> **THE TASK**: In the listing below, the lines starting with the line with "Target: orange tile roof" and going on through the line with "Target: extended ladder boom" are to be reproduced exactly, and only those.

> **DATASET RECORDS**:

· · · · ·

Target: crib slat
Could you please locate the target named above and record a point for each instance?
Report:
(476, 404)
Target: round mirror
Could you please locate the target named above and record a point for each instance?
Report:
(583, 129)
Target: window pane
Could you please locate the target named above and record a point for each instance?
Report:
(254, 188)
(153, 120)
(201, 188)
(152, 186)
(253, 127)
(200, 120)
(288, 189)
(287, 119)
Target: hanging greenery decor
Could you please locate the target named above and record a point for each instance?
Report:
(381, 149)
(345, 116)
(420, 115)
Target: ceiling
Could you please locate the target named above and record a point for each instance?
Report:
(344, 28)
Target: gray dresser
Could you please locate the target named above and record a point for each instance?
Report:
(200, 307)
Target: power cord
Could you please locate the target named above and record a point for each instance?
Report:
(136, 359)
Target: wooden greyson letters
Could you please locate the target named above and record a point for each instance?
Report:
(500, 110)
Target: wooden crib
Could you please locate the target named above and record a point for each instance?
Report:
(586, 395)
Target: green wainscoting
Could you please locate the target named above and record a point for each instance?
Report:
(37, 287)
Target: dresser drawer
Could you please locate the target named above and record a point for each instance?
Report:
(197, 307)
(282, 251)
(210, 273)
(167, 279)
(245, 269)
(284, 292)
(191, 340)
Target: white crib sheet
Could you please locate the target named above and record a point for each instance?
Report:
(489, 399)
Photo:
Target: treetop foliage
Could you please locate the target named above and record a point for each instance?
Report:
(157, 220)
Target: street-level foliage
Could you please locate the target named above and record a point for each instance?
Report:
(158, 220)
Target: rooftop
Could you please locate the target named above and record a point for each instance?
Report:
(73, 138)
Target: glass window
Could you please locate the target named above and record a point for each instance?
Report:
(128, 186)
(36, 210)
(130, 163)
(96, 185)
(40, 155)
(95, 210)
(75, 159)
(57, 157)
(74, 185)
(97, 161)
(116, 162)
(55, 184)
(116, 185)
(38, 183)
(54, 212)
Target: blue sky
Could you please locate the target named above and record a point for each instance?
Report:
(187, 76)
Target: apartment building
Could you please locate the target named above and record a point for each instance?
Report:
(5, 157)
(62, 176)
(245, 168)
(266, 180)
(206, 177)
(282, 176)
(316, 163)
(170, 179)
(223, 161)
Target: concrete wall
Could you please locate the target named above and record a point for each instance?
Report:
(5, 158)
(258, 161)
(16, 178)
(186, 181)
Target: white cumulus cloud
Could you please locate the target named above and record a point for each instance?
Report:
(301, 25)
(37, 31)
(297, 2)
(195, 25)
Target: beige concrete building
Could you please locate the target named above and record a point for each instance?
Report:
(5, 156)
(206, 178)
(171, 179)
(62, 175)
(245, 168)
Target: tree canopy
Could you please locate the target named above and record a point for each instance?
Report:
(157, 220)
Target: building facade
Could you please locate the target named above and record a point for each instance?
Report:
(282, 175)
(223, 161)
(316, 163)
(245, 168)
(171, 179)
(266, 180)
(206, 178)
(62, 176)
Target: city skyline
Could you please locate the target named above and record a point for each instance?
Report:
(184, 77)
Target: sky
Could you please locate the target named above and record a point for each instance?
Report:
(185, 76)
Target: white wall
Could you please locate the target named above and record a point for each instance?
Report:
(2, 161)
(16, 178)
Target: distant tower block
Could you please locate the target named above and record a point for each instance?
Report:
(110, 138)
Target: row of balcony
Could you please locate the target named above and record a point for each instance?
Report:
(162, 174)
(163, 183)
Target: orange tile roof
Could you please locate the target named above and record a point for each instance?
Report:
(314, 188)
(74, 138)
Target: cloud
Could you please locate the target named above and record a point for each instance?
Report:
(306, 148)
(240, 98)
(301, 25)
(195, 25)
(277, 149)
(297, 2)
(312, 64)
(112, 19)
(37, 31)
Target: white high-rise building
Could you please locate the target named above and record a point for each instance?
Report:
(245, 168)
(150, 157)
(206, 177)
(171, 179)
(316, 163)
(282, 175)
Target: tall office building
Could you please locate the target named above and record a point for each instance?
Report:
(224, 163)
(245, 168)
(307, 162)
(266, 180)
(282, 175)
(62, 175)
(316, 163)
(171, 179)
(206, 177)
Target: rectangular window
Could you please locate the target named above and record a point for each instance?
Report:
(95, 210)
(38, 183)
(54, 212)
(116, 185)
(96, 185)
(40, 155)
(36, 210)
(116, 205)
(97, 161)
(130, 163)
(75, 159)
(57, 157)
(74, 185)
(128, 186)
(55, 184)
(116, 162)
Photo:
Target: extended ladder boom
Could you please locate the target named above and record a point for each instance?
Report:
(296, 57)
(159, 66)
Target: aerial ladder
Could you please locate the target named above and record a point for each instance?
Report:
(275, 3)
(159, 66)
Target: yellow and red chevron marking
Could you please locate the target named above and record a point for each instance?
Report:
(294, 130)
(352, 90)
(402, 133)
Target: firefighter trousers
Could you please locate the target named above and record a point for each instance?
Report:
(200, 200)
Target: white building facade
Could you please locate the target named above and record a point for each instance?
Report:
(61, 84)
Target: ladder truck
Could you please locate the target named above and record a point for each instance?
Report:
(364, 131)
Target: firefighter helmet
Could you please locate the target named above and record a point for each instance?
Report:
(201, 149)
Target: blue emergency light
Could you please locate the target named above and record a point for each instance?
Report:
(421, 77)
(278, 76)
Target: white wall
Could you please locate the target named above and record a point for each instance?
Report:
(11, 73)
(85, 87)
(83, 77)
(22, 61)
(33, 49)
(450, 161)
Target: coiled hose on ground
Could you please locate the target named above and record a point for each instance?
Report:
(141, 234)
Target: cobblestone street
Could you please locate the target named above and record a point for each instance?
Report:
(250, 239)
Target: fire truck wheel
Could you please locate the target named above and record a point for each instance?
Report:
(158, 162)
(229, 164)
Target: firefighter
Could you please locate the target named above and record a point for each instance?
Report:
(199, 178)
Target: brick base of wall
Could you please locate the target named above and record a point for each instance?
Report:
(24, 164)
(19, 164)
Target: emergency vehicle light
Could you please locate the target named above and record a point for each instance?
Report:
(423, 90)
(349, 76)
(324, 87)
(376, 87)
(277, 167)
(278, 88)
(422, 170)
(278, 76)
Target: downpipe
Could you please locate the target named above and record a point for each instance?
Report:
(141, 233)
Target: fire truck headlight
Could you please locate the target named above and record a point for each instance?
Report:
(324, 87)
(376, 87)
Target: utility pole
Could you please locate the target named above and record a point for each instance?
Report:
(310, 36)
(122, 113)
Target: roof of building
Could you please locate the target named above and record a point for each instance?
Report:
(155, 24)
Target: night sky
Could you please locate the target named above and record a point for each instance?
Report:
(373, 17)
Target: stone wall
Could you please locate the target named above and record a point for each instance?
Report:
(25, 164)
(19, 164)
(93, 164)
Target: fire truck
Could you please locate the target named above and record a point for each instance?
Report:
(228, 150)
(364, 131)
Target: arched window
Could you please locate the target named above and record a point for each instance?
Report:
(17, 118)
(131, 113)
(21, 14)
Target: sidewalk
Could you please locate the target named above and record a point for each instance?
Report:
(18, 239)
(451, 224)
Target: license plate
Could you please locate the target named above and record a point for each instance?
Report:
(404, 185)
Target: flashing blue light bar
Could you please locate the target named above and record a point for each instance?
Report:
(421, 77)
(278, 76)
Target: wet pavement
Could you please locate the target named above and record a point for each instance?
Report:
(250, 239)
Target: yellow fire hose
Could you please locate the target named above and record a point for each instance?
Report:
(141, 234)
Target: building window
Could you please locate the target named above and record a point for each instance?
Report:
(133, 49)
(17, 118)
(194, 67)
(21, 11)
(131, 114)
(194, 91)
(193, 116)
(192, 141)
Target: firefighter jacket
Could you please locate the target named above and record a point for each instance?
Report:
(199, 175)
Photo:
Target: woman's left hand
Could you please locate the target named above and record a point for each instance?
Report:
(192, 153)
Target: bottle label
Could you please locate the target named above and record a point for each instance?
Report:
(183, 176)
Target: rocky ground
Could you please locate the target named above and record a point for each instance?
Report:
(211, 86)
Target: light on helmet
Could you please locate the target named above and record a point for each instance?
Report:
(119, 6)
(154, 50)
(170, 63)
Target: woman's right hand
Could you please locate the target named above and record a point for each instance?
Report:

· · · · ·

> **OUTPUT OF THE EXERCISE**:
Target: orange tile roof
Could you please locate the target named above and record a point for each instance?
Report:
(314, 188)
(74, 138)
Target: cloud
Could you please locate the target named above and record a point for each instance?
Report:
(306, 148)
(240, 98)
(301, 25)
(195, 25)
(277, 149)
(297, 2)
(312, 64)
(112, 19)
(37, 31)
Target: white high-rise building
Could you please locate the target named above and record a point for each instance?
Report:
(245, 168)
(150, 157)
(206, 177)
(171, 179)
(316, 163)
(282, 175)
Target: tall office building
Could you please locate the target named above and record a point for each instance?
Report:
(224, 163)
(245, 168)
(307, 162)
(266, 180)
(282, 175)
(62, 175)
(316, 163)
(171, 179)
(206, 177)
Target: rectangular window
Could you please locate the target named above and record a point for each instance?
Report:
(95, 210)
(38, 183)
(54, 212)
(116, 185)
(96, 185)
(40, 155)
(36, 210)
(116, 205)
(97, 161)
(130, 163)
(75, 159)
(57, 157)
(74, 185)
(128, 186)
(55, 184)
(116, 162)
Photo:
Target: extended ladder boom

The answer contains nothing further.